§ **Exercise goal**
Translate the sentence "Baptism is the gateway to all other sacraments." from the forum thread on sacramental marriage into Spanish.

Sacramental marriage?


#1

I am a cradle Catholic and I married a non Catholic but not only a non Catholic, an unbaptized Jewish man.(Although not a practicing Jew but he does lean more towards that religion.) I was recently talking to a friend of mine who is pretty knowledgeable about Church teachings and she said that since my husband is not baptized, our marriage is not a Sacramental marriage. Is this true? My heart feels very sad if this is the case but I understand that when I made my choice, there were bound to be repercussions. For the record, we were married in the Church and are raising our children in the Faith. He is VERY supportive of me raising the children Catholic since he realizes what it means to me for them to be Catholic. I guess I just didn't think know about marrying an unbaptized person at the time of my marriage.
Any insight is appreciated.


#2

Yes! Of course your marriage is valid and licit!


#3

[quote="Karenmarie20, post:1, topic:235192"]
I am a cradle Catholic and I married a non Catholic but not only a non Catholic, an unbaptized Jewish man.(Although not a practicing Jew but he does lean more towards that religion.) I was recently talking to a friend of mine who is pretty knowledgeable about Church teachings and she said that since my husband is not baptized, our marriage is not a Sacramental marriage. Is this true? My heart feels very sad if this is the case but I understand that when I made my choice, there were bound to be repercussions. For the record, we were married in the Church and are raising our children in the Faith. He is VERY supportive of me raising the children Catholic since he realizes what it means to me for them to be Catholic. I guess I just didn't think know about marrying an unbaptized person at the time of my marriage.
Any insight is appreciated.

[/quote]

Since you got married in the Church, I would think it is valid. Were these things not addressed in your pre-cana meetings? scratches head


#4

Hope If I am incorrect, someone will correct me.

OP, your marriage is valid, and licit because you went through the Church and received dispensations.

Your marriage isn't a sacrament because in order to receive a sacrament, one needs to receive the first sacrament, Baptism, which your husband has not received.

But the Church sees you as married.

Sorry if I'm confusing you more.


#5

Baptism is the gateway to all other sacraments. Therefore, a person who is not baptized cannot receive the sacrament of marriage. Your marriage is what the Church calls a natural marriage. If your husband ever receives baptism, the marriage receives a sacramental character at that time.

Your marriage is valid. It is not a sacrament. These two terms mean different things and are not interchangeable. You have a valid, natural marriage. This should have been explained to you during marriage preparation.

So, I’m not sure what *repercussions *you are talking about.

§ **Records provided**
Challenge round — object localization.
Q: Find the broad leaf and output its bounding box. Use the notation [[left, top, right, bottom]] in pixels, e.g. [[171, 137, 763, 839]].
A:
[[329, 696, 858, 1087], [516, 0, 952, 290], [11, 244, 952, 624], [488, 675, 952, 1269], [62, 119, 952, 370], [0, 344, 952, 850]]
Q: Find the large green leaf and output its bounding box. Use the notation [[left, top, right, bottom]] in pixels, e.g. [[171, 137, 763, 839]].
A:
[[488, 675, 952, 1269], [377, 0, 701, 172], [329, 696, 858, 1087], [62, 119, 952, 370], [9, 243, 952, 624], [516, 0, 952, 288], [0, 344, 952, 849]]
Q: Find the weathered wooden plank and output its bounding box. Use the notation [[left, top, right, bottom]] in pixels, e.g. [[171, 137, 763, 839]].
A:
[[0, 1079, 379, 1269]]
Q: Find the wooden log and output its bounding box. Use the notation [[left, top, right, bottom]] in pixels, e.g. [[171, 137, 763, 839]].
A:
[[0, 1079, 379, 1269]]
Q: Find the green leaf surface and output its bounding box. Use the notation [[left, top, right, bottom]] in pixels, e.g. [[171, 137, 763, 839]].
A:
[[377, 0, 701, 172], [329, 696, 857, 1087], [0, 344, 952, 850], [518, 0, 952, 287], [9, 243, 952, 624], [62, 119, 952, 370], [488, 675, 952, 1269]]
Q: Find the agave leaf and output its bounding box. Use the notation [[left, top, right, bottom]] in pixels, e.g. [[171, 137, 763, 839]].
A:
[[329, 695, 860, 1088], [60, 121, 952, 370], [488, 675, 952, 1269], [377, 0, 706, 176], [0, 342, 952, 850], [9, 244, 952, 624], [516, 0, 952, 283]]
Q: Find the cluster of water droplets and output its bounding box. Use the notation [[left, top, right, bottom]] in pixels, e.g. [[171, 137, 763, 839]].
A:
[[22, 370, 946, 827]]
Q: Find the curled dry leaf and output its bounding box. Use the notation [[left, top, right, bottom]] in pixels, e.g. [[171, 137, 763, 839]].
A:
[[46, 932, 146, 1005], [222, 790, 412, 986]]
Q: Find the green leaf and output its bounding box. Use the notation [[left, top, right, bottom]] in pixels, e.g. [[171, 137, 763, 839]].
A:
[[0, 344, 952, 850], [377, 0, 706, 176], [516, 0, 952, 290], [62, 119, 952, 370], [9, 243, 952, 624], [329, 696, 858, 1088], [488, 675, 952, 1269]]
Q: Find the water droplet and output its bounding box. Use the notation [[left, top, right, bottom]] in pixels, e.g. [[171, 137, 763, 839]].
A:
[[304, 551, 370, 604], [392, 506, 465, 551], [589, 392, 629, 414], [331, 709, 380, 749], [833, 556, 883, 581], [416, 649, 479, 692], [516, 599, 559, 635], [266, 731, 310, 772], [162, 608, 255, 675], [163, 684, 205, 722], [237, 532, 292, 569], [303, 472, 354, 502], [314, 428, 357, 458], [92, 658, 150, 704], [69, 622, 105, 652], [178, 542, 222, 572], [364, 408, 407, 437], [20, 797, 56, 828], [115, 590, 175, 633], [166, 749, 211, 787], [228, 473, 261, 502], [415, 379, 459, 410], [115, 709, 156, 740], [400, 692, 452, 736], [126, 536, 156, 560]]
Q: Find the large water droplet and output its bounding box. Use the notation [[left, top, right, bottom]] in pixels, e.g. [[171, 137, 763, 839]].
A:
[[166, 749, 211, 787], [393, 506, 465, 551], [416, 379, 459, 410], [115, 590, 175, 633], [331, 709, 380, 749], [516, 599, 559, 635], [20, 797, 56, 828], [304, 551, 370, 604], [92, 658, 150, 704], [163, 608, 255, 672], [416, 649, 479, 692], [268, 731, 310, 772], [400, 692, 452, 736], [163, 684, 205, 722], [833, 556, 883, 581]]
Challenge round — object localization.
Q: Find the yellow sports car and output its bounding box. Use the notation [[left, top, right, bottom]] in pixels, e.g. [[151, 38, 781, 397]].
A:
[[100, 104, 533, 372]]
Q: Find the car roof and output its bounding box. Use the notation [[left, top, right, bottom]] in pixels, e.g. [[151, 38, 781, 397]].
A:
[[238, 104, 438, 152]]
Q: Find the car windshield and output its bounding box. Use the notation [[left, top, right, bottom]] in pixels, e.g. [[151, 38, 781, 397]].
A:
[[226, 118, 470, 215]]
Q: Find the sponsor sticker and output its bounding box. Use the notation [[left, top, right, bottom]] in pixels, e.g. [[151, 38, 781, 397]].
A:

§ **Task answer**
El bautismo es la puerta de entrada a todos los demás sacramentos.